#### [KUTIPAN PILIHAN]
______

Iklan Multipleks Baru

Friday, July 7, 2023

Pengalaman Nyantri Berkesan: Calon Santri Masih 'Chubby' Begitu Alumni Berkumis

Calon Santri Masih 'Chubby' Begitu Alumni Berkumis 

Pengalaman Nyantri Berkesan: Calon Santri Masih 'Chubby' Begitu Alumni Berkumis

Ada lagu familiar yang selalu dinyanyikan oleh santri setiap kali acara-acara besar, berikut cuplikannya: 

 

 

Hymne Oh Pondokku


Oh pondok,… 

Tempat Naung Kita

Dari Kecil sehingga Dewasa…

Rasa Batin damai dan Sentosa 

Dliindungi Allah Ta’ala…

 

3 bait pertama itulah yang saat ini kita bahas. Santri masuk pesantren diusianya yang masih sangat terbilang belia, hingga tanpa terasa keluar setelah tumbuh dewasa. Santri awal jadi calon santri masih ‘chubby’  begitu alumni sudah berkumis. banyak yang tidak sadar tiba-tiba sudah remaja saja. 

 

Terbayang di awal masuk calon santri baru, sosok anak ingusan tamatan sekolah dasar berhijrah mondok di pesantren, sementara teman-temannya yang lain masih saja bersenda gurau di rumah dengan keluarga, malamnya masih makan bersama, tidur juga ada yang masih dikeloni orang tua, namun santri harus meninggalkan itu semua. Yakinnya dalam hati, begitu masuk di pondok, berarti telah siap dididik untuk menjadi pribadi yang mandiri, siap jauh dari orang tua, dan siap menata hidup sendiri, mandiri seketika tanpa keluarga.

 

Jadi teringat pesan Kyai Hasan kepada orang tua: “Lebih baik kamu menangis sekarang menahan rindu pada anakmu, dari pada kamu menangis nanti, saat anakmu tidak tahu ilmu agama, tidak bisa membela orang tua, tidak tahu fardlu kifayah dan tidak tahu hak serta kewajiban dirinya pada keluarganya.” Sebuah intisari pesan yang sangat melekat di sanubari.

 

Teringat juga pesan dari ayah di kampung: “Kita mempersiapkan generasi yang akan berjuang di masanya, bisa jadi berbeda dengan masa kita dulu, bisa jadi sangat lebih aneh dari masa kita sekarang; nah untuk masa itulah kita mempersiapkan generasi berikutnya, dan itu tidak mudah, bisa dikatakan sulit, tapi tidak ada pilihan lain selain menghadapinya, untuk itu persiapkanlah dengan sebaik-baiknya.”

 

Santri pertama kali menginjakkan kaki di pesantren, pertama kali datang terlihat lucu, dengan tingkah polanya, dengan cuitan-cuitannya, dengan prilakunya, sampai dengan atribut-atribut yang dipakai dan digunakannya, semuanya masih beraroma khas anak rumahan, dan mencoba menjadi santri, jadi terlihat lucu penampakannya.

______

#### [SOAL TUGAS 1]
Kumpulkan setiap baris entri yang memuat kata "navy", dengan memperhatikan perbedaan huruf besar dan huruf kecil.

#### [Entri dari sebuah kumpulan data]
______

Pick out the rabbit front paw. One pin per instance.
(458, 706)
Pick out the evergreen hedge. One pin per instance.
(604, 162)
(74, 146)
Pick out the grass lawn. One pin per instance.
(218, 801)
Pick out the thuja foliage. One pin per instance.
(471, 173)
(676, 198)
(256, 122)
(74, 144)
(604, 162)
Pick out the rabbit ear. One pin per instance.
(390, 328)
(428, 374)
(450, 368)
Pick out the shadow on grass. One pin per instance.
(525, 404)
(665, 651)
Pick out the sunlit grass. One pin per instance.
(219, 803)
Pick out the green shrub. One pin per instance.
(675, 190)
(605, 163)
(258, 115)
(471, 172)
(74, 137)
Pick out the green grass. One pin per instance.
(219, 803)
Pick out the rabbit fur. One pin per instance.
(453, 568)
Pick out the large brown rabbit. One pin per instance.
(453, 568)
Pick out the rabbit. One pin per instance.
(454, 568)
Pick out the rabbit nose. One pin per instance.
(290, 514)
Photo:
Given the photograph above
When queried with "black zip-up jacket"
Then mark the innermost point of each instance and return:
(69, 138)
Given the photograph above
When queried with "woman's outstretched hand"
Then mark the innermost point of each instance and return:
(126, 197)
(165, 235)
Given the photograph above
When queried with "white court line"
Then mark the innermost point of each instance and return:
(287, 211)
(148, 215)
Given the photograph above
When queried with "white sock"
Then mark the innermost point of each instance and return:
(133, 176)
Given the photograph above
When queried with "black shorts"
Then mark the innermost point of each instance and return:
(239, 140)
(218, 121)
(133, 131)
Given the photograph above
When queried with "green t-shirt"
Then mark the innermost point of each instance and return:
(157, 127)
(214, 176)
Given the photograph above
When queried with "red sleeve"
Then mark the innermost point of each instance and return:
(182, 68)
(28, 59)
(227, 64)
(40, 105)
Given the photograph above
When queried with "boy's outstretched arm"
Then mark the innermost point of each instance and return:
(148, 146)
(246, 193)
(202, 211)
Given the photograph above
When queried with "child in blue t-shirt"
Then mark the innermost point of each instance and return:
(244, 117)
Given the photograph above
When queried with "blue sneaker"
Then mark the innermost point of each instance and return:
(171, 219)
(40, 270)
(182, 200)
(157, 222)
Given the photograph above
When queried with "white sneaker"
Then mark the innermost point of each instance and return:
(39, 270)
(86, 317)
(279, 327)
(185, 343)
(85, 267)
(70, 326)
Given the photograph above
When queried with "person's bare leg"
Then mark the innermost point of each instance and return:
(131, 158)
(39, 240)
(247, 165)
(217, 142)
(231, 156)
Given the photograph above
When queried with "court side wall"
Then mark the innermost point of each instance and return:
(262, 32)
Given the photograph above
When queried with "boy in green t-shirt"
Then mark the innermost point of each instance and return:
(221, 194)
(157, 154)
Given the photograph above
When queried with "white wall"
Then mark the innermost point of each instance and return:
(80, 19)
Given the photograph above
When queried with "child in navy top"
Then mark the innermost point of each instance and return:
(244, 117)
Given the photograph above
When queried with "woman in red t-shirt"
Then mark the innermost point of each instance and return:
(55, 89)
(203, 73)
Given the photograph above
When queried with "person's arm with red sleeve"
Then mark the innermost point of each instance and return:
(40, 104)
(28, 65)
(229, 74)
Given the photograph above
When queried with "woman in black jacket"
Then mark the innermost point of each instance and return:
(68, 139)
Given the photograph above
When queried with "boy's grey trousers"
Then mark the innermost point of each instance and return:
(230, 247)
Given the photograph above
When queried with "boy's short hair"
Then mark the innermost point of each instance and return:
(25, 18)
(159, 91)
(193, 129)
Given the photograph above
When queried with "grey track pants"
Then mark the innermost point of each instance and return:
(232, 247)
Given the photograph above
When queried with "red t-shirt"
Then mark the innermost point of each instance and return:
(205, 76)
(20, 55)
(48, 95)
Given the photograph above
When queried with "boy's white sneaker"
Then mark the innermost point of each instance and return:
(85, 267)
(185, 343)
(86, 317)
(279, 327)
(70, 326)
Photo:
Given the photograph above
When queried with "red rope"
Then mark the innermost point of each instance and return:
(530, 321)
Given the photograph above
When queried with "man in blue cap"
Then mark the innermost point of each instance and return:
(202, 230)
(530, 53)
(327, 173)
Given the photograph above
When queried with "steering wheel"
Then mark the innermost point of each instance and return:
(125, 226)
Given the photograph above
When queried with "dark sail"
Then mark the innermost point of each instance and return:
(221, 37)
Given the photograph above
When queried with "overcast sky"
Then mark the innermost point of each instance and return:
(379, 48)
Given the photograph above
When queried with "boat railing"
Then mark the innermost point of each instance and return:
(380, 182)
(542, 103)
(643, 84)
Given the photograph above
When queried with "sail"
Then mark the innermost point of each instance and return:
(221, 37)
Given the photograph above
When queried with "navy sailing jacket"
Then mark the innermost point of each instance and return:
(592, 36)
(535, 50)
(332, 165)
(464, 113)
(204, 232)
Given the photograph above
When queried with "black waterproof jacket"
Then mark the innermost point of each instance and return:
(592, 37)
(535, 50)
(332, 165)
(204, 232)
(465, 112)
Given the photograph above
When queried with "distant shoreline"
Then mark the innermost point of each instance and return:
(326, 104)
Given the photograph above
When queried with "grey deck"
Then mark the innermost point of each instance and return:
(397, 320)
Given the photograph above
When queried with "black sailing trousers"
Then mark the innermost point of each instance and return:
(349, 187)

______

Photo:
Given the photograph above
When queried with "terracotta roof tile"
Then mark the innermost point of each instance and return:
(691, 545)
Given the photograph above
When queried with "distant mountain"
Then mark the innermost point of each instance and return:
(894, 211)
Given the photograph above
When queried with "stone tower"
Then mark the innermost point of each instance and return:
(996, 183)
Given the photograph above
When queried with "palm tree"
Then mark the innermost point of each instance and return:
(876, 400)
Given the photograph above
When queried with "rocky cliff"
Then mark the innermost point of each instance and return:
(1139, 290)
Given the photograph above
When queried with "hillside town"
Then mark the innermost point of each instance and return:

______

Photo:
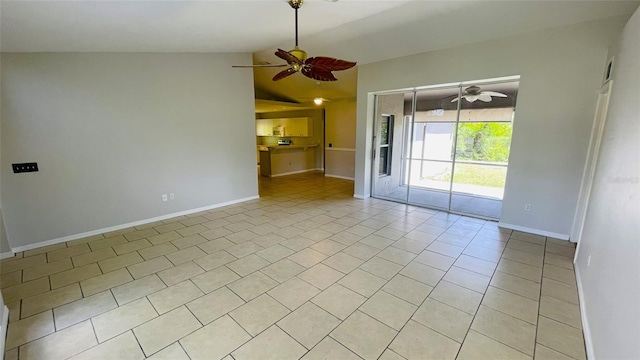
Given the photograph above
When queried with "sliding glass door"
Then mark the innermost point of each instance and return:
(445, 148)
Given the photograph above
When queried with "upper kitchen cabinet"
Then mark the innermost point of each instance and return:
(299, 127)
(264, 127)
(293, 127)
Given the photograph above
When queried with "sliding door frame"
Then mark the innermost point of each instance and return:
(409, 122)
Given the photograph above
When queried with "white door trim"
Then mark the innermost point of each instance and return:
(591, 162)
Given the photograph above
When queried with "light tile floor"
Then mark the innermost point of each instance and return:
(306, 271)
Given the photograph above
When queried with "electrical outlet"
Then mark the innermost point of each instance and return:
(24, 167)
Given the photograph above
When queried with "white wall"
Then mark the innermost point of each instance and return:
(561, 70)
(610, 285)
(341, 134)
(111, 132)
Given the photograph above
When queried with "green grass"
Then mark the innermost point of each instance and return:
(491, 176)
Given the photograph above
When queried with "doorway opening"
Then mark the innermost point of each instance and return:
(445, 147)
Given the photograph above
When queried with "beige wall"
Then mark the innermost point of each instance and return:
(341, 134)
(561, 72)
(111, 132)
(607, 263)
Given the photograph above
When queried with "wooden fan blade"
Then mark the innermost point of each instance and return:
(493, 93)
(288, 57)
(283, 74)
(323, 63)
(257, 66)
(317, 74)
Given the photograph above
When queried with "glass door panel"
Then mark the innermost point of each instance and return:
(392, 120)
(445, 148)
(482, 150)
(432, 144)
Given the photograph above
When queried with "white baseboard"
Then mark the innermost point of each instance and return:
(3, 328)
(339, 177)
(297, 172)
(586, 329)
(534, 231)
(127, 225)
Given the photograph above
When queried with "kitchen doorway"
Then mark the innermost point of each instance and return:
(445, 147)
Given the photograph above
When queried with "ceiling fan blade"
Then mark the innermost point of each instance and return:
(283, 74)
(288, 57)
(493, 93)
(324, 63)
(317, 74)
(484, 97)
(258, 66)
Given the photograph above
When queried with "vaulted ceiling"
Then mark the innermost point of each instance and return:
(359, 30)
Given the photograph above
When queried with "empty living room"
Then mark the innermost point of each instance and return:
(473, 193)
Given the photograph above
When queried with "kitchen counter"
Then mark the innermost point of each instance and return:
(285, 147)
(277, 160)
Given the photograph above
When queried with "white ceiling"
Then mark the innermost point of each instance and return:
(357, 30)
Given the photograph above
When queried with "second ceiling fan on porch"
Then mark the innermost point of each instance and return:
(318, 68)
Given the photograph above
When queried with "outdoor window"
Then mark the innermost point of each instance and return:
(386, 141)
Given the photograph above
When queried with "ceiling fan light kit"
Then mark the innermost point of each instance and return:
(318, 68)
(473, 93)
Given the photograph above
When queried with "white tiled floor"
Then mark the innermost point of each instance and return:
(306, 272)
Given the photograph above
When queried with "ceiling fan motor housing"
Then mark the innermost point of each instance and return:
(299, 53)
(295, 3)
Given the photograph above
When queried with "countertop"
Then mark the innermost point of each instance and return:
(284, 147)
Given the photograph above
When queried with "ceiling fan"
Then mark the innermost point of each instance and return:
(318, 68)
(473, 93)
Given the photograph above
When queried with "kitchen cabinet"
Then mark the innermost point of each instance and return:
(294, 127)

______

#### [SOAL TUGAS 2]
Apa judul lagu yang, menurut kutipan pilihan tentang pengalaman nyantri, selalu dinyanyikan santri setiap kali ada acara-acara besar?

#### [HASIL TUGAS 1]
When queried with "child in navy top"
When queried with "navy sailing jacket"

#### [HASIL TUGAS 2]
Hymne Oh Pondokku.